◆ **Requirements**
Output an exact reproduction of the data.

Point annotation dataset records
________________________

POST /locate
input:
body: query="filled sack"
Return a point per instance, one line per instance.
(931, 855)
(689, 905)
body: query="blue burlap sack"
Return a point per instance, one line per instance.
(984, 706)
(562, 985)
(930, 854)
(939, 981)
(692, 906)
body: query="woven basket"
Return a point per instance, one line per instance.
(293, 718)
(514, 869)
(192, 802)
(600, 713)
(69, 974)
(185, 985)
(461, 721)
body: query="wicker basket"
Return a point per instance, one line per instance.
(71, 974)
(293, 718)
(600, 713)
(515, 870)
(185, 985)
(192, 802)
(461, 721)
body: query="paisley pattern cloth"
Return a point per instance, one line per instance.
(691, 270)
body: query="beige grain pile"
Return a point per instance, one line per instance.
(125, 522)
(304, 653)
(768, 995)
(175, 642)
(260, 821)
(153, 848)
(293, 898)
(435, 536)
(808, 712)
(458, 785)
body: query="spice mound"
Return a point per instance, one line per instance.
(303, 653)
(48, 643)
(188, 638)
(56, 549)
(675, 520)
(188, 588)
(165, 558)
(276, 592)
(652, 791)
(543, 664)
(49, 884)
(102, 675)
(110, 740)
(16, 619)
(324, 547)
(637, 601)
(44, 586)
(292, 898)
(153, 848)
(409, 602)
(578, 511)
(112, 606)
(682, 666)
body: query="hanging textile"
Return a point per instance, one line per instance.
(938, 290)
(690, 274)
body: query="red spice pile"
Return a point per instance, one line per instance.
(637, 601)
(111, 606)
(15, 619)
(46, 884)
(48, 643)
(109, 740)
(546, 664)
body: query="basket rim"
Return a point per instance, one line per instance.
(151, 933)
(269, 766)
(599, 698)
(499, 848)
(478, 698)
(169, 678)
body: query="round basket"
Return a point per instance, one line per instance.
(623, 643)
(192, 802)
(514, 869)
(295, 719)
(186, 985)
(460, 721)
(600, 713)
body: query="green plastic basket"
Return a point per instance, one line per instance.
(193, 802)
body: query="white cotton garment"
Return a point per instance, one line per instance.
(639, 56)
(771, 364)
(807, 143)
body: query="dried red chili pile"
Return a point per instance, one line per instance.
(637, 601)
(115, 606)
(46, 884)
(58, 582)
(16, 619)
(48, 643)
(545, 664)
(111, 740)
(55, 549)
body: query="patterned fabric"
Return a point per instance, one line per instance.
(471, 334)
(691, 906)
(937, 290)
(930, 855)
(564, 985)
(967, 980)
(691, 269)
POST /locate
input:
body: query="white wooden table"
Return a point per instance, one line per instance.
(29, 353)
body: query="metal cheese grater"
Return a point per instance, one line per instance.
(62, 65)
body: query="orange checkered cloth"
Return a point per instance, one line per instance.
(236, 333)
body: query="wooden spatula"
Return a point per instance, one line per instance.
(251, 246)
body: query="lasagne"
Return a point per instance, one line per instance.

________________________

◆ **The solution**
POST /locate
input:
body: query="filled sack"
Return a point per instance, one line per instance.
(931, 855)
(689, 905)
body: query="blue burlap sack"
Return a point per instance, one line per instance.
(984, 706)
(562, 985)
(930, 854)
(939, 981)
(692, 906)
body: query="woven basket"
Return a point per instance, one line per instance.
(293, 718)
(514, 869)
(192, 802)
(600, 713)
(69, 974)
(185, 985)
(461, 721)
body: query="wicker basket"
Return a point per instance, one line per instance.
(71, 974)
(293, 718)
(600, 713)
(515, 870)
(185, 985)
(192, 802)
(461, 721)
body: query="paisley pattern cloth"
Return a point per instance, one line per instance.
(691, 270)
body: query="beige grain pile"
Return a point per instance, one line per instance.
(125, 522)
(304, 653)
(768, 995)
(175, 642)
(260, 821)
(153, 848)
(293, 898)
(435, 536)
(808, 712)
(458, 785)
body: query="spice mound"
Return a point per instance, one line per instance.
(303, 653)
(48, 643)
(188, 638)
(56, 549)
(675, 520)
(188, 588)
(165, 558)
(276, 592)
(652, 791)
(543, 664)
(49, 884)
(102, 675)
(110, 740)
(16, 619)
(324, 547)
(637, 601)
(44, 586)
(292, 898)
(153, 848)
(409, 602)
(578, 511)
(112, 606)
(682, 666)
body: query="hanging textile"
Return a point per instance, one line per instance.
(938, 290)
(690, 274)
body: query="red spice pile"
Return a point per instance, one line per instance.
(637, 601)
(111, 606)
(15, 619)
(46, 884)
(48, 643)
(109, 740)
(546, 664)
body: query="basket rim"
Return a point per instance, one line per instance.
(151, 933)
(269, 766)
(599, 698)
(499, 848)
(478, 698)
(169, 678)
body: query="round basket"
Return a point per instance, one line per instance.
(623, 643)
(192, 802)
(514, 869)
(295, 719)
(186, 985)
(460, 721)
(600, 713)
body: query="green plastic basket"
Return a point per instance, one line per instance.
(193, 802)
body: query="white cotton garment"
Return a point per instance, one line per instance.
(639, 56)
(771, 364)
(807, 143)
body: query="dried red chili pile"
Return a point per instance, one line per instance.
(637, 601)
(115, 606)
(46, 884)
(58, 582)
(16, 619)
(48, 643)
(545, 664)
(111, 740)
(55, 549)
body: query="patterned fabric"
Return a point per instance, one line per instance.
(471, 334)
(691, 906)
(937, 290)
(930, 855)
(564, 985)
(967, 980)
(691, 269)
POST /locate
input:
body: query="white wooden table"
Return a point per instance, one line per instance.
(29, 353)
body: query="metal cheese grater"
Return a point per instance, one line per instance.
(62, 65)
body: query="orange checkered cloth"
Return a point per instance, one line per instance.
(236, 333)
body: query="wooden spatula"
Return a point per instance, one line per instance.
(251, 246)
body: query="lasagne"
Return a point per instance, one line per instance.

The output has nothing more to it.